**Requirement**
Reproduce the listing between the lines holding "Detect all instances of woman in pink shirt." and "[0,0,145,28]", inclusive, and shift every bounding-box coordinate by -8. Leave all other lines unchanged.

** BEGIN **

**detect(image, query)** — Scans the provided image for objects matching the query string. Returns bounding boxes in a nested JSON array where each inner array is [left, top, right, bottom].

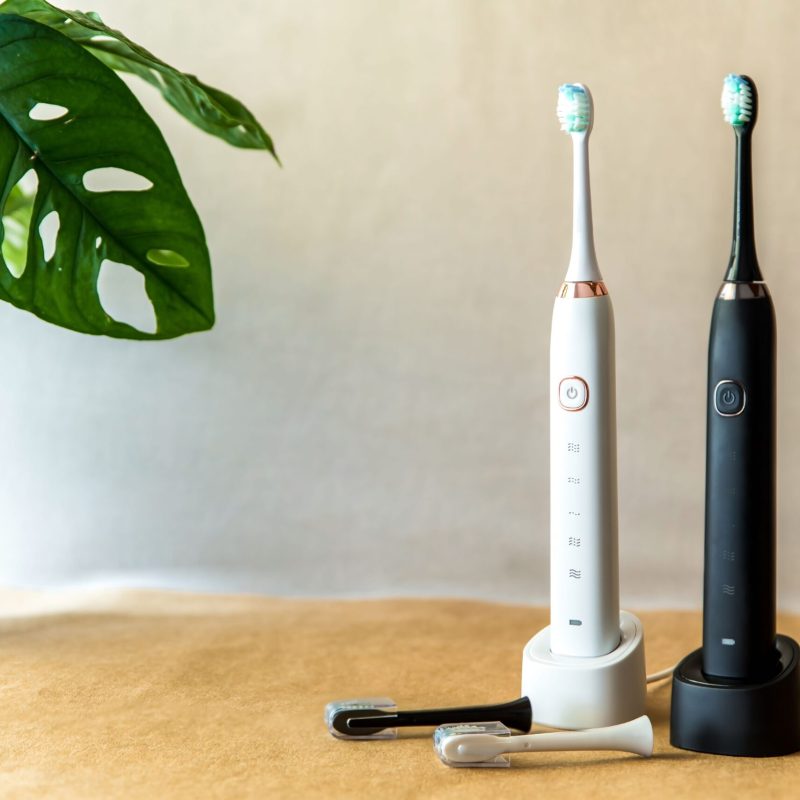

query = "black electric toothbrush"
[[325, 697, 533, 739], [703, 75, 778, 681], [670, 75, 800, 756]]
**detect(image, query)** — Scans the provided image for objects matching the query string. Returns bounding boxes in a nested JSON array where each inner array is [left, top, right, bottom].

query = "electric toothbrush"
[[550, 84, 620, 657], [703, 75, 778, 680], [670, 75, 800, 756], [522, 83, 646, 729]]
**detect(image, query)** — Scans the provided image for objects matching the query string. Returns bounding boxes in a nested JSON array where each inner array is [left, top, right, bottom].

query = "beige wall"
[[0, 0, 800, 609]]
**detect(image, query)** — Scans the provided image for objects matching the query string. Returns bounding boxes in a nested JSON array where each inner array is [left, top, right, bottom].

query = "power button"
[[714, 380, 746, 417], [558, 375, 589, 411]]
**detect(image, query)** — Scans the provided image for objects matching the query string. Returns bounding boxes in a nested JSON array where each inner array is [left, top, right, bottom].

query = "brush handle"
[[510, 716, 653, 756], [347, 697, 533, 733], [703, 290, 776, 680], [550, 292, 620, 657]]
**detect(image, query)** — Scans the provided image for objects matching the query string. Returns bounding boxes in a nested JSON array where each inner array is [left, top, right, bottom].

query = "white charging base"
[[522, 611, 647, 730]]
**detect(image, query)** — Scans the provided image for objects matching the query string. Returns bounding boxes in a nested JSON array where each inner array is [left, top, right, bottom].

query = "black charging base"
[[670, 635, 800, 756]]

** END **
** BEGIN **

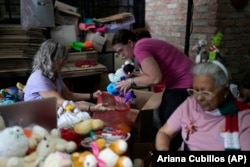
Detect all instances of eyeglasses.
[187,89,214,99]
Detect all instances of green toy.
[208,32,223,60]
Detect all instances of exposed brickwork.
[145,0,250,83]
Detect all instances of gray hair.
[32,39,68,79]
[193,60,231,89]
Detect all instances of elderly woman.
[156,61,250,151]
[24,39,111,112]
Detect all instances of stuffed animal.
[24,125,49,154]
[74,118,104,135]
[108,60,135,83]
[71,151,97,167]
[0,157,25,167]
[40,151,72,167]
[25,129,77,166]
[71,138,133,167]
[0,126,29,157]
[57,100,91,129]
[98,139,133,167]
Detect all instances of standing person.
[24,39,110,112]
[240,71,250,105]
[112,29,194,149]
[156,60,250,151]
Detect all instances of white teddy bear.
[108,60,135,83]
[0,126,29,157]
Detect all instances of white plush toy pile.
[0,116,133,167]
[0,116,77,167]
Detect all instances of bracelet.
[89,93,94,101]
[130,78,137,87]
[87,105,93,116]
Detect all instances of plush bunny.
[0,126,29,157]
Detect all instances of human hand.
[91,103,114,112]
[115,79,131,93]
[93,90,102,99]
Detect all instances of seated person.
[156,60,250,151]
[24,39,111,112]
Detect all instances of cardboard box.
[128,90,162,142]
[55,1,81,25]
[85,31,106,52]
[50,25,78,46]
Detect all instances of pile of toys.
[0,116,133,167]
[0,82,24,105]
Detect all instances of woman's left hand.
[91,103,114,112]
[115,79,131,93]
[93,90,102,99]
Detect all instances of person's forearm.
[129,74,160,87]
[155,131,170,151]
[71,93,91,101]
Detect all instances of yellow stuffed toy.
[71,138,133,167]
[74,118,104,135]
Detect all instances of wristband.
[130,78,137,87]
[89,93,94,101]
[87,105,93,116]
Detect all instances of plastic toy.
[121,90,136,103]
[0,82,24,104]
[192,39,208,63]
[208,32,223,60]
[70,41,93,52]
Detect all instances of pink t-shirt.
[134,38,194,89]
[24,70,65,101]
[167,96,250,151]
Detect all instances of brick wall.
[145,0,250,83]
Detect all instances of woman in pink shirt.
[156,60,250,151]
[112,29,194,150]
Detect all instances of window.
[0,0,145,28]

** END **

**Exercise response**
Detect all instances of woman in pink shirt.
[148,52,242,143]
[104,21,186,142]
Detect all instances of window.
[-8,-8,137,20]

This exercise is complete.